══ Passage shown

The Ministry of Finance and Office of the Chief Scientist yesterday published the tender for the government biotechnology fund, announced six months ago. According to the tender documents, the government will invest $80 million in the venture.
Sources involved in the tender said that a study by the Ministry of Finance and Office of the Chief Scientist found that the government investment could be leveraged four-fold. Previously, the fund's organizers mentioned two to three-fold leverage, and capital markets were skeptical about the target.
The tender is slightly different from the call for proposals published two months ago, as well as from the original format defined for the biotech fund. The main difference is that the fund's manager will have to invest $75-100 million in pharmaceutical and biotechnology companies. The fund manager will be able to investment the balance of the fund in life sciences companies, including medical devices companies, at its discretion. The original breakdown called for at least 75% of the fund to be invested in pharmaceutical and biotechnology companies and only 25% in medical devices companies. Israeli venture capital funds that invest in the life sciences did not like this breakdown.

════

-- Things to do --
[A] In the biotech fund article, restate the paragraph beginning "The tender is slightly different" as a short bulleted list that keeps its main facts.
[B] From the biotech fund article, quote the part that opens with the words containing "The tender is" and closes with "like this breakdown.".
[C] Write what comes next in the biotech fund article, picking up after its final sentence.

══ Dataset entries

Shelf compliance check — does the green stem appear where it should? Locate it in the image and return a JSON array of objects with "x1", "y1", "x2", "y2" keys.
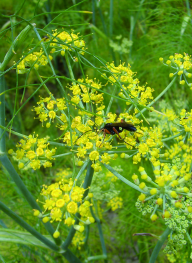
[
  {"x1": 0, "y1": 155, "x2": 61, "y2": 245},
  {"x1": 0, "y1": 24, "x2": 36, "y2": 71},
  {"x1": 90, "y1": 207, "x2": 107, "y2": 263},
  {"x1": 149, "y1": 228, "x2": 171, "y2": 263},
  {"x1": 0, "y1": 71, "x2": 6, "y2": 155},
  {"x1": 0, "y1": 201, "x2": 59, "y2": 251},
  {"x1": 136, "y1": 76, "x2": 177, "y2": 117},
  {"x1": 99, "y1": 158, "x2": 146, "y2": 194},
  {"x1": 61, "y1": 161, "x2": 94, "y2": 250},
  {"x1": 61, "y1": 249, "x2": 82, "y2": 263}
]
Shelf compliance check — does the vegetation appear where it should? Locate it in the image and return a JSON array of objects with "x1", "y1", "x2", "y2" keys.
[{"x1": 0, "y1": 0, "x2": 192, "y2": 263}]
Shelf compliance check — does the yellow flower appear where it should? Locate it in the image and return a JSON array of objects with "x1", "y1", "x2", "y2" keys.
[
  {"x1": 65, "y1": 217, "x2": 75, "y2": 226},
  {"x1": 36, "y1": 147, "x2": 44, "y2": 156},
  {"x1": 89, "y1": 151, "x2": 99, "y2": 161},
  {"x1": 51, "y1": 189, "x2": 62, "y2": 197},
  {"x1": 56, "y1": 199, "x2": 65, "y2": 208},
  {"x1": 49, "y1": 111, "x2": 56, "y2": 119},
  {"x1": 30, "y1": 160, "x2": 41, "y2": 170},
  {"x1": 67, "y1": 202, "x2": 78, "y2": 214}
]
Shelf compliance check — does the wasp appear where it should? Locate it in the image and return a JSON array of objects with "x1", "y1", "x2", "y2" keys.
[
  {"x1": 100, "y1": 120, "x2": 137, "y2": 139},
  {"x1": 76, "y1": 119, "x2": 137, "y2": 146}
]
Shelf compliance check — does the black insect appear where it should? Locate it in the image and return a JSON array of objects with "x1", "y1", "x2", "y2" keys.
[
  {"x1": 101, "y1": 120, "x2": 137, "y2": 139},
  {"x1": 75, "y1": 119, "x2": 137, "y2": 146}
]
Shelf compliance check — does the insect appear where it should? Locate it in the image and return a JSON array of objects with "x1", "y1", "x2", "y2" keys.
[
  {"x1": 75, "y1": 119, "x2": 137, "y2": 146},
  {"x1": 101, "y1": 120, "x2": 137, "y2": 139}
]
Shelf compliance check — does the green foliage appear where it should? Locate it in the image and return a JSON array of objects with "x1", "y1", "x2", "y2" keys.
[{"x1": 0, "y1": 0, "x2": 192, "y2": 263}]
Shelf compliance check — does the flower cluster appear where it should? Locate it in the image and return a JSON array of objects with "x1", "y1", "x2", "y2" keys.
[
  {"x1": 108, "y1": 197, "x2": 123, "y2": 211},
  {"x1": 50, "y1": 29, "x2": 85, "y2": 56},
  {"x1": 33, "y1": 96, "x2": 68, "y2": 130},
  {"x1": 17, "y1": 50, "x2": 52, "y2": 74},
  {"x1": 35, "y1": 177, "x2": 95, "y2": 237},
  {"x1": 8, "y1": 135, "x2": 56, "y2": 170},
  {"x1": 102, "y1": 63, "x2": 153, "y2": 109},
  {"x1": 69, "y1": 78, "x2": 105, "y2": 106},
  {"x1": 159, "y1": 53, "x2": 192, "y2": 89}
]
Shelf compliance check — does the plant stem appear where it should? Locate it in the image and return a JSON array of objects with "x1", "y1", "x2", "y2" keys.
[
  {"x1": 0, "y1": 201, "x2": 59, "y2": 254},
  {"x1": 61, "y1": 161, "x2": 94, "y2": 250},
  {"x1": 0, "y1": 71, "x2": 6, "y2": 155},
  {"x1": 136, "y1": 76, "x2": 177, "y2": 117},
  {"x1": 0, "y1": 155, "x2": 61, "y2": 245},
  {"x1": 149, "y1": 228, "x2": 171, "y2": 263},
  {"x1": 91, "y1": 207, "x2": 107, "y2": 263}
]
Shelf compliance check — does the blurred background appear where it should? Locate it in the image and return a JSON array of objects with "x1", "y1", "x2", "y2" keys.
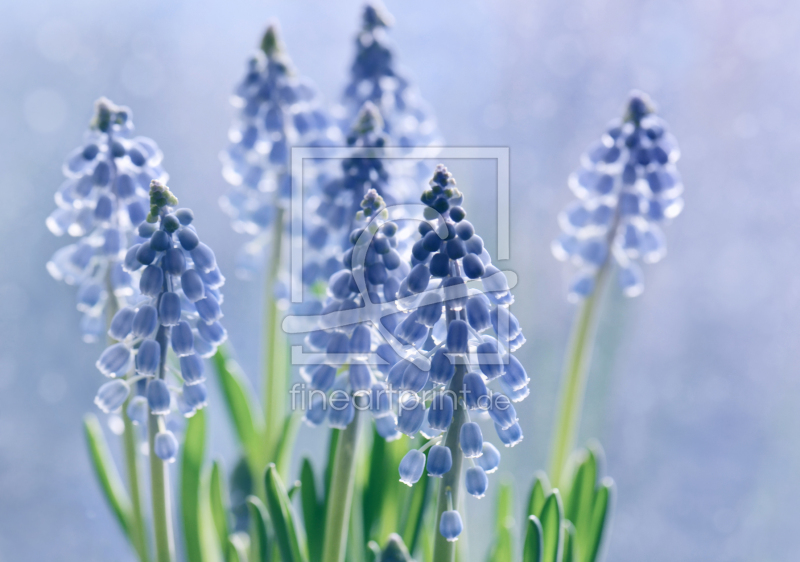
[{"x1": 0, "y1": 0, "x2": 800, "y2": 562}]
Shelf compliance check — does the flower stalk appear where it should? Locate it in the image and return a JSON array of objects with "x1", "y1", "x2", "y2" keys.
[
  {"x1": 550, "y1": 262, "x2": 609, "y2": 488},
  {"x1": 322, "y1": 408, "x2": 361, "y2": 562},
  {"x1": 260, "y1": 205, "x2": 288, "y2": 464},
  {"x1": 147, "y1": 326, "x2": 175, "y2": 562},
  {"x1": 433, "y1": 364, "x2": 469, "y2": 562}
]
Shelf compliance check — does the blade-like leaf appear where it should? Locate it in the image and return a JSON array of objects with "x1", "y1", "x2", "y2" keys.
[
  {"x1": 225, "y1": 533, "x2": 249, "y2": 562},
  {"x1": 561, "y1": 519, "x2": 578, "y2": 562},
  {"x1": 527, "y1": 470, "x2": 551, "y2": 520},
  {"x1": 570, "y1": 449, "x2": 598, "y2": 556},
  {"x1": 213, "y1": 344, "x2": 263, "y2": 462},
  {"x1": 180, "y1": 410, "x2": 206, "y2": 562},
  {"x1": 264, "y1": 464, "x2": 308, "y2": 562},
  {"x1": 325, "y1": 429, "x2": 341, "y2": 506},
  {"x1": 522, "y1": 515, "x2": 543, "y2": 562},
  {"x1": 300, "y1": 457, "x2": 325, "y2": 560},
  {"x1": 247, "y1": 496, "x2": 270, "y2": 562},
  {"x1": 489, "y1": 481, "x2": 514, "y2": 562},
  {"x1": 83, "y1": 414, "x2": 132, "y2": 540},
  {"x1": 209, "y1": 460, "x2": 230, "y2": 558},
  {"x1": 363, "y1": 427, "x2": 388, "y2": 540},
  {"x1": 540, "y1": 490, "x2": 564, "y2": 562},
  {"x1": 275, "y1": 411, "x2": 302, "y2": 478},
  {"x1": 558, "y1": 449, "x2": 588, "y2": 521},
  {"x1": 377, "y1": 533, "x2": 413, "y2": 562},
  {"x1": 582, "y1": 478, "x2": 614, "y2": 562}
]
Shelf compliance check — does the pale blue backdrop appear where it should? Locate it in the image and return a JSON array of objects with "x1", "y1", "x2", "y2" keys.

════
══ Dataset entries

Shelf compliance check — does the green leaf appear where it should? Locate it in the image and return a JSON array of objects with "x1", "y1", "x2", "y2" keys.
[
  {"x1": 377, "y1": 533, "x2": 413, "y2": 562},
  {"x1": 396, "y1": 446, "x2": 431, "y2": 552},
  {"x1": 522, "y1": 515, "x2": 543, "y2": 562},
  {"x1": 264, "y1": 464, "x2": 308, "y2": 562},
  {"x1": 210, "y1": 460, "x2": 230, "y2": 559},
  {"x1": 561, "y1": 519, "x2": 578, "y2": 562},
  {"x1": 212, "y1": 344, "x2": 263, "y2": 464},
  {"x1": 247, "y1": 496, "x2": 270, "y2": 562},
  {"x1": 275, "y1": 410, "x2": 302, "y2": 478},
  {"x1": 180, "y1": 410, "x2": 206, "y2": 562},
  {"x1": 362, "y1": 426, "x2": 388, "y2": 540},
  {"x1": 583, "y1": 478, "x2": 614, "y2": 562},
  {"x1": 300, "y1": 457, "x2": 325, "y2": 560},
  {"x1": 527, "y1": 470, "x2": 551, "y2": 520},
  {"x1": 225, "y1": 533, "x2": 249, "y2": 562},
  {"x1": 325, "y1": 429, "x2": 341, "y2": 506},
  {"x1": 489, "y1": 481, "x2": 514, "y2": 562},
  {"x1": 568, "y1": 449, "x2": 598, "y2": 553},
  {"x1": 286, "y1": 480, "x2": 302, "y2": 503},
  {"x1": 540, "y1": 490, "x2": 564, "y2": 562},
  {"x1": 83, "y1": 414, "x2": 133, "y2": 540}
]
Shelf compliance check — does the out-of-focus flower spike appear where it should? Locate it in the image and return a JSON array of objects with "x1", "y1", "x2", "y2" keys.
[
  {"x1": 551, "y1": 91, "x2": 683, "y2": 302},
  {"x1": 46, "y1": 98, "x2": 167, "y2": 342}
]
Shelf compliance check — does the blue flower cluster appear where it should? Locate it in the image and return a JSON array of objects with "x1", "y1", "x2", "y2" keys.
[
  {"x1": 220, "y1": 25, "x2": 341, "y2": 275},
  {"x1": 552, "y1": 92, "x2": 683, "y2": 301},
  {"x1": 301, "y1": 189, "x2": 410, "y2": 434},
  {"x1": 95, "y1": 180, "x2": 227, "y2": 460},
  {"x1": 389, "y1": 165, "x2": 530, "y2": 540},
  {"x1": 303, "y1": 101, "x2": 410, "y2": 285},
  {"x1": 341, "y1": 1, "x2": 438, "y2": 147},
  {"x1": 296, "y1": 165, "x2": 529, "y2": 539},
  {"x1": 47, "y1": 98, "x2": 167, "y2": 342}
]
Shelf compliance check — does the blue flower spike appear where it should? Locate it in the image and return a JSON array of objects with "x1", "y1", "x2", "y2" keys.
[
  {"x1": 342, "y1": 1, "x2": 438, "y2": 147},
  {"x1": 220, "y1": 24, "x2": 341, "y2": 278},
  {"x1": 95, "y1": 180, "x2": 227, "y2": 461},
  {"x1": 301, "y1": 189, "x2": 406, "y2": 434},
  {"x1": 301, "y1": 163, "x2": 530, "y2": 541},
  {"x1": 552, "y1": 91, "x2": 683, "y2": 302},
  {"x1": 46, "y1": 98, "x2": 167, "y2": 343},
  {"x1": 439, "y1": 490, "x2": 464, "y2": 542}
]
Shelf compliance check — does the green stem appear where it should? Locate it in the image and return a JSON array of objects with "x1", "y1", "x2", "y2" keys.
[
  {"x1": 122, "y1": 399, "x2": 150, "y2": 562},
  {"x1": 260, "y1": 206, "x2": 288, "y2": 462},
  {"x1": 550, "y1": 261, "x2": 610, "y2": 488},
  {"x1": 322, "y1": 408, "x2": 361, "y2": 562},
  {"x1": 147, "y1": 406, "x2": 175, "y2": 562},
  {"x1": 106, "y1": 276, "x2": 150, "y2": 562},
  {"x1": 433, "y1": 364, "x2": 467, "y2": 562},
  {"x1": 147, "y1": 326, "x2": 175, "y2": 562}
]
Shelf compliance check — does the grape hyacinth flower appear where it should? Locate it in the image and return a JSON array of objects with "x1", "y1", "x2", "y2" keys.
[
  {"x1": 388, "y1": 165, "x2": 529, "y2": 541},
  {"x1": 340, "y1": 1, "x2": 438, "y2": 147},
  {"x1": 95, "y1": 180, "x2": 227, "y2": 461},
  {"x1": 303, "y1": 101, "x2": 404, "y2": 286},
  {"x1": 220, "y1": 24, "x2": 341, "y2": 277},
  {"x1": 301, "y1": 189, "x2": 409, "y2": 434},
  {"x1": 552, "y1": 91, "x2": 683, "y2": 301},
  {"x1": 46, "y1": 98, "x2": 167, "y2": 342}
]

════

-- Answers provided --
[A]
- The tender differs slightly from the call for proposals published two months ago and from the fund's original format.
- The main change is that the fund manager must invest $75-100 million in pharmaceutical and biotechnology companies.
- The manager may invest the balance at its discretion in life sciences companies, including medical devices companies.
- The original breakdown required at least 75% of the fund to go to pharmaceutical and biotechnology companies and only 25% to medical devices companies.
- Israeli venture capital funds that invest in the life sciences did not like that breakdown.

[B]
The tender is slightly different from the call for proposals published two months ago, as well as from the original format defined for the biotech fund. The main difference is that the fund's manager will have to invest $75-100 million in pharmaceutical and biotechnology companies. The fund manager will be able to investment the balance of the fund in life sciences companies, including medical devices companies, at its discretion. The original breakdown called for at least 75% of the fund to be invested in pharmaceutical and biotechnology companies and only 25% in medical devices companies. Israeli venture capital funds that invest in the life sciences did not like this breakdown.

[C]
Another difference is that the tender does not stipulate that the fund must channel investment to companies in advanced clinical trials, instead giving more freedom of action to invest in earlier stage companies as well.
The deadline for candidates to submit bids for managing the biotech fund is February 9, 2010, and the winner will be announced on March 1. The preferred candidates are venture capital funds or holding companies. Pharmaceutical companies with more than $500 million annual revenue may not participate in the tender.